— START OF Records for the task —

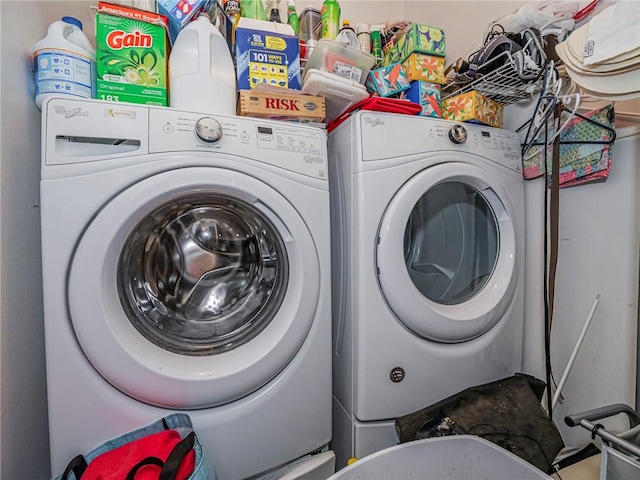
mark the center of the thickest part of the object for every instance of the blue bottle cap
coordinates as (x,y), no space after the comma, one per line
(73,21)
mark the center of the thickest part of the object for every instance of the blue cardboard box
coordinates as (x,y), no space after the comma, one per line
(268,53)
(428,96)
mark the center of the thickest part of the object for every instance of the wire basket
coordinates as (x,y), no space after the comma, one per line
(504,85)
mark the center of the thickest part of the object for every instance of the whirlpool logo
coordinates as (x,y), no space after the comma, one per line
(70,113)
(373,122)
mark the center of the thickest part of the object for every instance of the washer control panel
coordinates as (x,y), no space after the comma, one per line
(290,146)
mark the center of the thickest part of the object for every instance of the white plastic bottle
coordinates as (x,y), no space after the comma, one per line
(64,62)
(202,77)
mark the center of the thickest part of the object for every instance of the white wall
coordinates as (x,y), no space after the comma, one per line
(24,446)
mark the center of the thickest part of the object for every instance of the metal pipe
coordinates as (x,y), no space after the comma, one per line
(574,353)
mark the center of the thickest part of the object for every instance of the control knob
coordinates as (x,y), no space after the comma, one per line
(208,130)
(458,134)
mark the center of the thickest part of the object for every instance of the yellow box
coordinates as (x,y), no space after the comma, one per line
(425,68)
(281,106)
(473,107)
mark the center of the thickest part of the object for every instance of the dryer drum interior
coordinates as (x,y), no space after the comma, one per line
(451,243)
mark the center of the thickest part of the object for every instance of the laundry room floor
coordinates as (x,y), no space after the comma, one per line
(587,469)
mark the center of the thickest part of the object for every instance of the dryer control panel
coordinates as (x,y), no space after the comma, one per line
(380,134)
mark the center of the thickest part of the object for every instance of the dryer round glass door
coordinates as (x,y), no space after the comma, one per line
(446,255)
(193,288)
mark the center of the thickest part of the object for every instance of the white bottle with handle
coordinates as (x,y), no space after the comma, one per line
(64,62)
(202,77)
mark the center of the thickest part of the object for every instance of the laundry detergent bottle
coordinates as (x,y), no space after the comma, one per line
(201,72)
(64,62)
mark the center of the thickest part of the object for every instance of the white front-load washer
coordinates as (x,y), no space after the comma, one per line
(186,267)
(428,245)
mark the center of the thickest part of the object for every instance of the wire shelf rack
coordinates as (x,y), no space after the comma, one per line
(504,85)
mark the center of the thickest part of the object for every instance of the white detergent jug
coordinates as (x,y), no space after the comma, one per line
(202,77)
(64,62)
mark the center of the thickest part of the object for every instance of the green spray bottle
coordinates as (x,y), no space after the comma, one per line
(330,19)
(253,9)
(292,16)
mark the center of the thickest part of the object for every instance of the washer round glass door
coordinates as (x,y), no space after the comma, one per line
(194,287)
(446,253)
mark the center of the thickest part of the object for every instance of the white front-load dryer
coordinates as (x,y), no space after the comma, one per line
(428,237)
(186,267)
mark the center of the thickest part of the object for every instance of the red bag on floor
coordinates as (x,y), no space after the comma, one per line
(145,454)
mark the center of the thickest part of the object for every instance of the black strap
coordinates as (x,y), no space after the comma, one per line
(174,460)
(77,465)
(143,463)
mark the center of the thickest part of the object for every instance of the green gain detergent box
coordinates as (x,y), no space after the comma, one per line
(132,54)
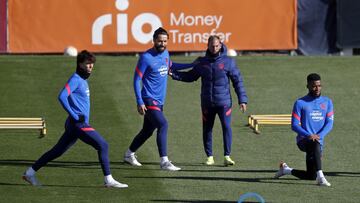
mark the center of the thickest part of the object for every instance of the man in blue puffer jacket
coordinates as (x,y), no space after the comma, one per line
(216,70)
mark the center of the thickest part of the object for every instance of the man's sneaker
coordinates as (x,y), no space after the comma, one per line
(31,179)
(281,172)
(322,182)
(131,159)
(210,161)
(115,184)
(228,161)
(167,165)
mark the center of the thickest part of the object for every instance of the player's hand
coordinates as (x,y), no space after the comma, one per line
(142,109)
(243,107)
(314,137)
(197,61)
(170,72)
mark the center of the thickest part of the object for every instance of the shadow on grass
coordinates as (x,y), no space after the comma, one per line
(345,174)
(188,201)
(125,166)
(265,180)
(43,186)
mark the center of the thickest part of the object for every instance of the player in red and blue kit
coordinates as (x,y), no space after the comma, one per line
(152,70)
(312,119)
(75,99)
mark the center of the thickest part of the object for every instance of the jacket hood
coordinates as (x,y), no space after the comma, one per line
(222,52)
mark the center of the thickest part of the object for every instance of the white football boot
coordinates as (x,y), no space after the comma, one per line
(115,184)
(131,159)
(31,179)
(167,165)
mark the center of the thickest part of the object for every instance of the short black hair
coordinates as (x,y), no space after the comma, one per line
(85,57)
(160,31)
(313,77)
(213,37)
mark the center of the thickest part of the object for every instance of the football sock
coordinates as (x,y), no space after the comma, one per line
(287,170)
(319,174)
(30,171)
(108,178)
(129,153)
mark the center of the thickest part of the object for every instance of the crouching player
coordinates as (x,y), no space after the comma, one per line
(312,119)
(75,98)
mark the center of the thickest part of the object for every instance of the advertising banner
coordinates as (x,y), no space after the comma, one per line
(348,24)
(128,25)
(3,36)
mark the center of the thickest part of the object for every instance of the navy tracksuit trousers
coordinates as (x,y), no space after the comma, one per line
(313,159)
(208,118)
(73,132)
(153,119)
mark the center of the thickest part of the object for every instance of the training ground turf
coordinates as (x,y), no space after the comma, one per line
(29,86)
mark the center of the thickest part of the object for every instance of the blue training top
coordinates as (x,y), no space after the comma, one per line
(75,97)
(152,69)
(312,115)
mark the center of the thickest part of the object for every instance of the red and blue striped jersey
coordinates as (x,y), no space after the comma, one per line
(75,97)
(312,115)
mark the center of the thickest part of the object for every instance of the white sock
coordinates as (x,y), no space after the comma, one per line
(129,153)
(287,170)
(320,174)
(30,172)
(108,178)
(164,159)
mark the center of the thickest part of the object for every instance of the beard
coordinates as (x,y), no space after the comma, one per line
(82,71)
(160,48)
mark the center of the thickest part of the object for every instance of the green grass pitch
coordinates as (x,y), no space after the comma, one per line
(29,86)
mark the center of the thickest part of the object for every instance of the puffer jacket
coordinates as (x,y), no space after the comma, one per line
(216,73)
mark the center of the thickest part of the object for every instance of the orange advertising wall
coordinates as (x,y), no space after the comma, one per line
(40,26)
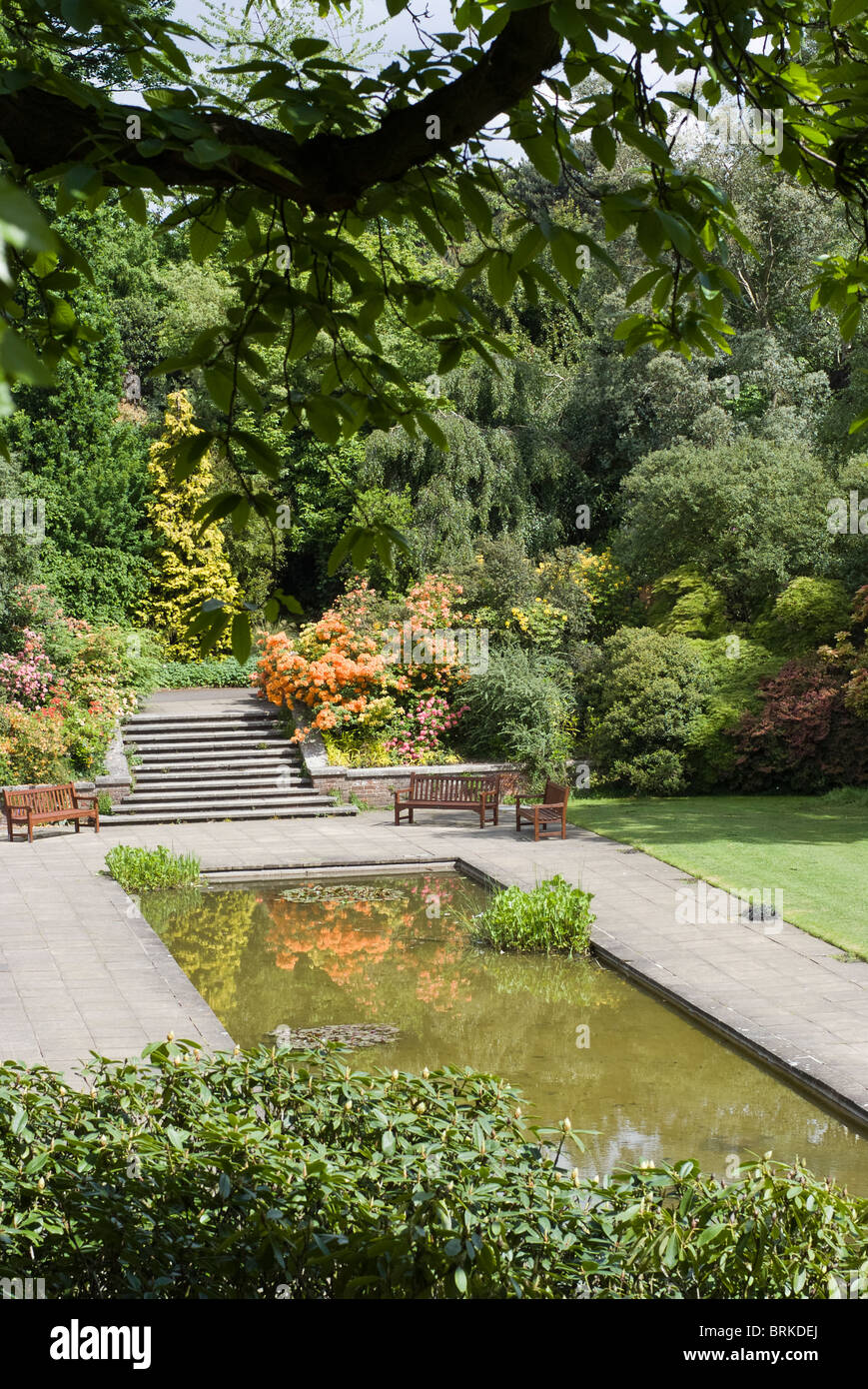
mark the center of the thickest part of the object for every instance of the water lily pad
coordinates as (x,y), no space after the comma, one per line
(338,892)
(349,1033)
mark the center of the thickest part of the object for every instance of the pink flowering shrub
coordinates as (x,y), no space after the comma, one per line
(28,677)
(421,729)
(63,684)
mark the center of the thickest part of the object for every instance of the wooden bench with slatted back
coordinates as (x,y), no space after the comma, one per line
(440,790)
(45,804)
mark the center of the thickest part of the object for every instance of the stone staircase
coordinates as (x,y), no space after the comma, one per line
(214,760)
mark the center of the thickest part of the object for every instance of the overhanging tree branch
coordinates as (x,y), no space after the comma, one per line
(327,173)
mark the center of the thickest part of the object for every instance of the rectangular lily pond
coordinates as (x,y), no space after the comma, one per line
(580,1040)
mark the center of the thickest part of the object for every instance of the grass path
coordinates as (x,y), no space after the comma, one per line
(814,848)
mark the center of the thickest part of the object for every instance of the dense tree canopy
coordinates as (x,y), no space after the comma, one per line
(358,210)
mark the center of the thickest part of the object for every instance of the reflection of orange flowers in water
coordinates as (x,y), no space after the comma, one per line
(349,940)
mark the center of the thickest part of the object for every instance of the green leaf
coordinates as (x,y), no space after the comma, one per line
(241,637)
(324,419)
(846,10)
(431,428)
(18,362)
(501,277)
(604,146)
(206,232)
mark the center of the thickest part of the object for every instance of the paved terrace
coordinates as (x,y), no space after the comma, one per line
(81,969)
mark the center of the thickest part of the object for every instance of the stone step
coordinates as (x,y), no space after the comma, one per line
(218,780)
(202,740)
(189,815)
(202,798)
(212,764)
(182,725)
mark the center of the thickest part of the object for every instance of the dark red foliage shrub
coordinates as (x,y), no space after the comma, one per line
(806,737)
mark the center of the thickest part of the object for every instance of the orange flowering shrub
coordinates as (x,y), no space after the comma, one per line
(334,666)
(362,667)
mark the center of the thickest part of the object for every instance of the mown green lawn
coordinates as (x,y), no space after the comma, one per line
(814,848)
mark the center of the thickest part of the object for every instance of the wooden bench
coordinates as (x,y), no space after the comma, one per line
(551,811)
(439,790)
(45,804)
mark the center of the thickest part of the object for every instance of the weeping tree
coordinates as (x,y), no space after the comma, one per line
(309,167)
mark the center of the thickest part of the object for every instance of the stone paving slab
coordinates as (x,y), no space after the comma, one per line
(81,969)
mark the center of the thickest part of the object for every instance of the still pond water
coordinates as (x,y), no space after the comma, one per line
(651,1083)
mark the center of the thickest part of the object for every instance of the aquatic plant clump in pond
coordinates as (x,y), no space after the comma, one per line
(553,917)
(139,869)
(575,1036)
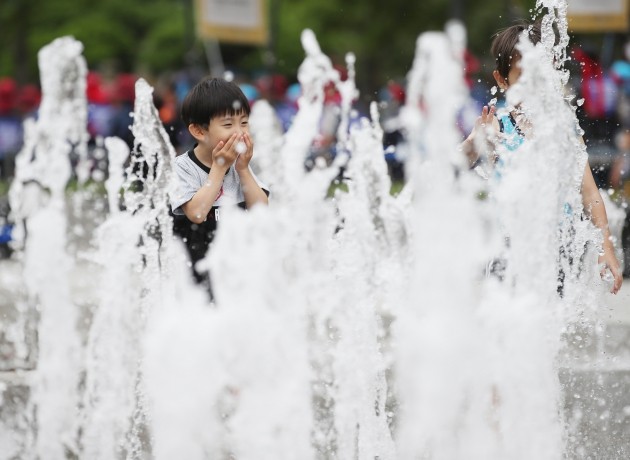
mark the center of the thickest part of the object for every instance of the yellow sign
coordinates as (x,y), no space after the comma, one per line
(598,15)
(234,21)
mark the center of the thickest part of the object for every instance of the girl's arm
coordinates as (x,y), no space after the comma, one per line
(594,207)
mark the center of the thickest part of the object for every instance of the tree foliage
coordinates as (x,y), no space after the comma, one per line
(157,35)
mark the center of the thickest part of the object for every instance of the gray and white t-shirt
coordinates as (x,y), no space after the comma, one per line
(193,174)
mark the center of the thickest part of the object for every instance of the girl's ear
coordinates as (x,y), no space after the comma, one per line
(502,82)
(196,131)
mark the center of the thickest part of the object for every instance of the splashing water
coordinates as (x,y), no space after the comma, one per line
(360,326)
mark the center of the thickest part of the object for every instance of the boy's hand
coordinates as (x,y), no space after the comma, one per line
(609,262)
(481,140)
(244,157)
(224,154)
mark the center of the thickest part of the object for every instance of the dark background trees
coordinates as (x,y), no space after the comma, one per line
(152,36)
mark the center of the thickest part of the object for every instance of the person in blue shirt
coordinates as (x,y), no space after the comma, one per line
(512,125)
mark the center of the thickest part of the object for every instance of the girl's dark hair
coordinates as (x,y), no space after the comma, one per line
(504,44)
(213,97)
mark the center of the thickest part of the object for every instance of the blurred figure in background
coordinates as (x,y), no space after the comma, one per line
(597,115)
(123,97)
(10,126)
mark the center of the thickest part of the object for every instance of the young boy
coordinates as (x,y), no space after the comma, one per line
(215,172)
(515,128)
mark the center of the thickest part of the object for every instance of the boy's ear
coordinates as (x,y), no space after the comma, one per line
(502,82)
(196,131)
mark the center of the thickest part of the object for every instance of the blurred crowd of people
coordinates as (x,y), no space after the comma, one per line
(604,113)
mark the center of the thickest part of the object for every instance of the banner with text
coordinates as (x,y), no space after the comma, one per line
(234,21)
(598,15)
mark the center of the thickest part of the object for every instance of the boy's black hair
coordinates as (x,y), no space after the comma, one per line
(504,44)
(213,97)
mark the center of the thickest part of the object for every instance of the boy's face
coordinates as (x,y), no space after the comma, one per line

— END OF Records for the task —

◆ What is expected ◆
All lines from the one with "crowd of people" through the final line above are to be quoted exactly; quote no other line.

◆ Result below ◆
mark the center of the thickest part of the object for every instance of the blurred crowd of people
coordinates as (x,y), no space after the comma, one per line
(604,113)
mark the center of the thickest part of the object for every instance of the banner with text
coordinates as (x,y), no space after the comma, one per line
(234,21)
(598,15)
mark the center of the thickest part of the object for every instance of the boy's black hair
coordinates as (x,y), no space after the comma, one per line
(504,44)
(213,97)
mark the center of the thickest part of the object for every instance of the boy's face
coordinates as (x,y), no space after the comma, one per line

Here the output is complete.